== Data for processing ==

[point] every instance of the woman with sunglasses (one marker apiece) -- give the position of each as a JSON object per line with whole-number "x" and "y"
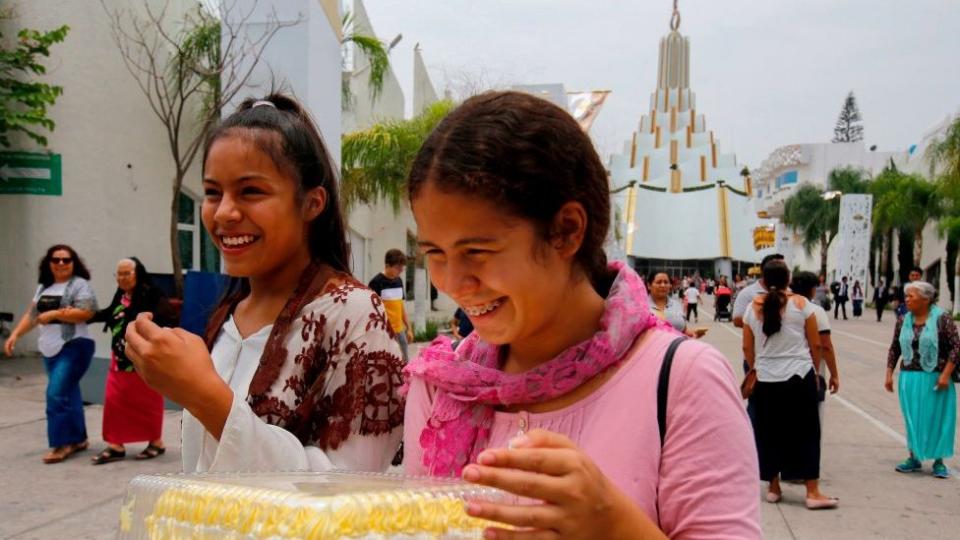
{"x": 63, "y": 303}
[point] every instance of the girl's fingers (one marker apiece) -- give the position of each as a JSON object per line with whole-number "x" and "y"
{"x": 552, "y": 461}
{"x": 135, "y": 342}
{"x": 539, "y": 516}
{"x": 496, "y": 533}
{"x": 523, "y": 483}
{"x": 146, "y": 327}
{"x": 542, "y": 438}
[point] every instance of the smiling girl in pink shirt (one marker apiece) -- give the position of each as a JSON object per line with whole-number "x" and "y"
{"x": 554, "y": 396}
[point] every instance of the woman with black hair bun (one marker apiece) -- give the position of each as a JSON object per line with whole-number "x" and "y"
{"x": 63, "y": 303}
{"x": 299, "y": 369}
{"x": 554, "y": 396}
{"x": 132, "y": 411}
{"x": 781, "y": 344}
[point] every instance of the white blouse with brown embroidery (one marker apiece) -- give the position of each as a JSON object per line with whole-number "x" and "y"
{"x": 332, "y": 402}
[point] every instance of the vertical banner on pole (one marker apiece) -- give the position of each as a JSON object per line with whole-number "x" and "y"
{"x": 854, "y": 233}
{"x": 784, "y": 243}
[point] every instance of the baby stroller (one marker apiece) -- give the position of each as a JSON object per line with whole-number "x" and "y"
{"x": 723, "y": 304}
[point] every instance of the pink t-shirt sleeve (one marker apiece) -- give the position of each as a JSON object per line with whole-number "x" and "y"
{"x": 419, "y": 404}
{"x": 709, "y": 472}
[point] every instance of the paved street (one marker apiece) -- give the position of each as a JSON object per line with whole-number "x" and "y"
{"x": 863, "y": 439}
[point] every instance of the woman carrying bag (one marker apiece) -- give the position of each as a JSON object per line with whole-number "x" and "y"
{"x": 927, "y": 342}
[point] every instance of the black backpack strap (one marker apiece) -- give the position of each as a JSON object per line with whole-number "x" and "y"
{"x": 663, "y": 386}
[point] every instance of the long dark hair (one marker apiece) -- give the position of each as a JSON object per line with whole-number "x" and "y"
{"x": 776, "y": 275}
{"x": 284, "y": 130}
{"x": 45, "y": 276}
{"x": 144, "y": 286}
{"x": 527, "y": 156}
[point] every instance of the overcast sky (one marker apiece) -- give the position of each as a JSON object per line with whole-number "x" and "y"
{"x": 766, "y": 73}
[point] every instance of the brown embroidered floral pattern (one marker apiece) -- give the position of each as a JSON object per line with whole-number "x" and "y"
{"x": 331, "y": 367}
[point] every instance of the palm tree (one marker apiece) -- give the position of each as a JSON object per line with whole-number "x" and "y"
{"x": 816, "y": 219}
{"x": 944, "y": 155}
{"x": 376, "y": 52}
{"x": 376, "y": 160}
{"x": 907, "y": 202}
{"x": 848, "y": 180}
{"x": 922, "y": 204}
{"x": 375, "y": 165}
{"x": 886, "y": 214}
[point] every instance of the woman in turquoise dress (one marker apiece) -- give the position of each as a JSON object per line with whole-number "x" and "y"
{"x": 927, "y": 345}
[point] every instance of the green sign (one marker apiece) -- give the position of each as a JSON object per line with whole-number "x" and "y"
{"x": 30, "y": 173}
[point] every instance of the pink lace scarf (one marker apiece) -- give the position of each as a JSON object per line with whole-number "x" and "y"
{"x": 470, "y": 384}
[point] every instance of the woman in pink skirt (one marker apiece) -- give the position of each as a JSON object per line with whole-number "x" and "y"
{"x": 132, "y": 411}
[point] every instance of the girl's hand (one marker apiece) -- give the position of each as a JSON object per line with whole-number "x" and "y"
{"x": 578, "y": 499}
{"x": 172, "y": 361}
{"x": 47, "y": 317}
{"x": 9, "y": 345}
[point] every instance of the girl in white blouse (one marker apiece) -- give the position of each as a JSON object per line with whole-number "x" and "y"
{"x": 299, "y": 369}
{"x": 781, "y": 342}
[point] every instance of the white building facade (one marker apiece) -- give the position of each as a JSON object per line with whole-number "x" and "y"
{"x": 117, "y": 170}
{"x": 681, "y": 205}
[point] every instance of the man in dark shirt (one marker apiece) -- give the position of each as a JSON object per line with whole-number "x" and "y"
{"x": 389, "y": 287}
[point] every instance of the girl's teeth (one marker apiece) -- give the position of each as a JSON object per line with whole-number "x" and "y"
{"x": 237, "y": 240}
{"x": 475, "y": 311}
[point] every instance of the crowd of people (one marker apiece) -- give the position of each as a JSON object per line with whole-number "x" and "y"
{"x": 553, "y": 388}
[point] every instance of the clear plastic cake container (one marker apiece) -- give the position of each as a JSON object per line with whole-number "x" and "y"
{"x": 300, "y": 505}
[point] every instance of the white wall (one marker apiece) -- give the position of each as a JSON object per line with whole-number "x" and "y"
{"x": 302, "y": 60}
{"x": 117, "y": 170}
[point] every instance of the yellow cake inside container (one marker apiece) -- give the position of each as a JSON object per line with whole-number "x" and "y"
{"x": 300, "y": 505}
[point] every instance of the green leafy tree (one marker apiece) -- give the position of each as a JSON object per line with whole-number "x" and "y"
{"x": 376, "y": 53}
{"x": 943, "y": 154}
{"x": 907, "y": 202}
{"x": 376, "y": 161}
{"x": 848, "y": 128}
{"x": 24, "y": 103}
{"x": 375, "y": 165}
{"x": 816, "y": 219}
{"x": 188, "y": 68}
{"x": 922, "y": 204}
{"x": 886, "y": 216}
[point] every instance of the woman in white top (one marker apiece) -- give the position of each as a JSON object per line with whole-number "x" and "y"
{"x": 781, "y": 342}
{"x": 299, "y": 369}
{"x": 63, "y": 303}
{"x": 665, "y": 305}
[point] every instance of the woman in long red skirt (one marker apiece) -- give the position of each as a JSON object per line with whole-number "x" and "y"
{"x": 132, "y": 411}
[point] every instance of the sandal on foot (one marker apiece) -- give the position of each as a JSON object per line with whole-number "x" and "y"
{"x": 108, "y": 455}
{"x": 151, "y": 452}
{"x": 911, "y": 464}
{"x": 56, "y": 455}
{"x": 823, "y": 504}
{"x": 61, "y": 453}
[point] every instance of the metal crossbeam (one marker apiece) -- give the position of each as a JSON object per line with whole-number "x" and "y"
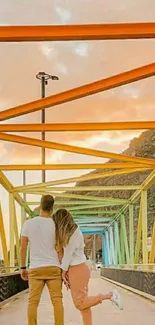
{"x": 77, "y": 32}
{"x": 80, "y": 92}
{"x": 74, "y": 127}
{"x": 73, "y": 166}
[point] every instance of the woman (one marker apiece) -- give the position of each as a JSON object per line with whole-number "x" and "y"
{"x": 76, "y": 274}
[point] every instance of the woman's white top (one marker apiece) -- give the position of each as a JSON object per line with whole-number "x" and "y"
{"x": 74, "y": 252}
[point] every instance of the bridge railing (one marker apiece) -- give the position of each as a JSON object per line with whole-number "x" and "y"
{"x": 11, "y": 284}
{"x": 139, "y": 279}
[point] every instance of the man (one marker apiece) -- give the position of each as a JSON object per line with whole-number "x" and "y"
{"x": 44, "y": 262}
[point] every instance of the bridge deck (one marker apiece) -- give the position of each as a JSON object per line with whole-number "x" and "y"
{"x": 137, "y": 310}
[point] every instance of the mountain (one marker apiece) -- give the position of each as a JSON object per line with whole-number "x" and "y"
{"x": 142, "y": 146}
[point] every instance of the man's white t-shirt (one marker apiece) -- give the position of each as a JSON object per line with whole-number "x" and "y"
{"x": 41, "y": 235}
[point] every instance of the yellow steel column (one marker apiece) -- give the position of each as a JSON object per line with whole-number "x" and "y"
{"x": 152, "y": 252}
{"x": 139, "y": 234}
{"x": 11, "y": 230}
{"x": 16, "y": 232}
{"x": 144, "y": 226}
{"x": 131, "y": 233}
{"x": 3, "y": 239}
{"x": 23, "y": 215}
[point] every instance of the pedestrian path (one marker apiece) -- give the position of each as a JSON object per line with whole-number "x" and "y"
{"x": 137, "y": 310}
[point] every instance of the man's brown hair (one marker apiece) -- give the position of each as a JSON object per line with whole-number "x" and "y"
{"x": 47, "y": 202}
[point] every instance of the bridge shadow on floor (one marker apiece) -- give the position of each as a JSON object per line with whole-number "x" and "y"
{"x": 137, "y": 310}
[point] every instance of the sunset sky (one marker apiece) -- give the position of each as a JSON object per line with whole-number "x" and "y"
{"x": 75, "y": 63}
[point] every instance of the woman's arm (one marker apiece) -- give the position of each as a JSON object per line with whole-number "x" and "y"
{"x": 60, "y": 255}
{"x": 69, "y": 250}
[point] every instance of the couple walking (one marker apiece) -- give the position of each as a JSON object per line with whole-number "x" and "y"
{"x": 57, "y": 256}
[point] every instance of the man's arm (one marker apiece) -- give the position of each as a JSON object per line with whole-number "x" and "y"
{"x": 23, "y": 250}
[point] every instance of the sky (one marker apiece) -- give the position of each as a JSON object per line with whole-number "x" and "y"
{"x": 75, "y": 63}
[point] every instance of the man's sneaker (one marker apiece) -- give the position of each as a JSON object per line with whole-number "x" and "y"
{"x": 116, "y": 299}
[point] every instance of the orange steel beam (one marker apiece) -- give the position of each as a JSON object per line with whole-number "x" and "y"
{"x": 80, "y": 92}
{"x": 62, "y": 127}
{"x": 77, "y": 32}
{"x": 73, "y": 166}
{"x": 74, "y": 149}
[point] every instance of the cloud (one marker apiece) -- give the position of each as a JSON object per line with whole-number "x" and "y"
{"x": 81, "y": 49}
{"x": 63, "y": 14}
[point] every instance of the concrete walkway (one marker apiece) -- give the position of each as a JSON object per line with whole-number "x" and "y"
{"x": 137, "y": 310}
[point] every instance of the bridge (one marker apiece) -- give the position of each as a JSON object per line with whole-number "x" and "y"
{"x": 126, "y": 260}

===

Exercise prompt
Each line from the one with "[point] every instance of the cloud" through the end of the records above should be written out exactly. No other line should appear.

Exercise solution
[point] every instance of the cloud (one marker apiece) -- give the position of each as a JSON object per line with whole-number "x" and "y"
{"x": 81, "y": 49}
{"x": 63, "y": 14}
[point] every instance of the concrete walkway (one marker apiece) -- give the position of each as a JSON object per line with whole-number "x" and "y"
{"x": 137, "y": 310}
[point] every instance of the bridge (one marker apiece) -- give the position of each as a JSON object per line with whole-number "x" and "y"
{"x": 126, "y": 260}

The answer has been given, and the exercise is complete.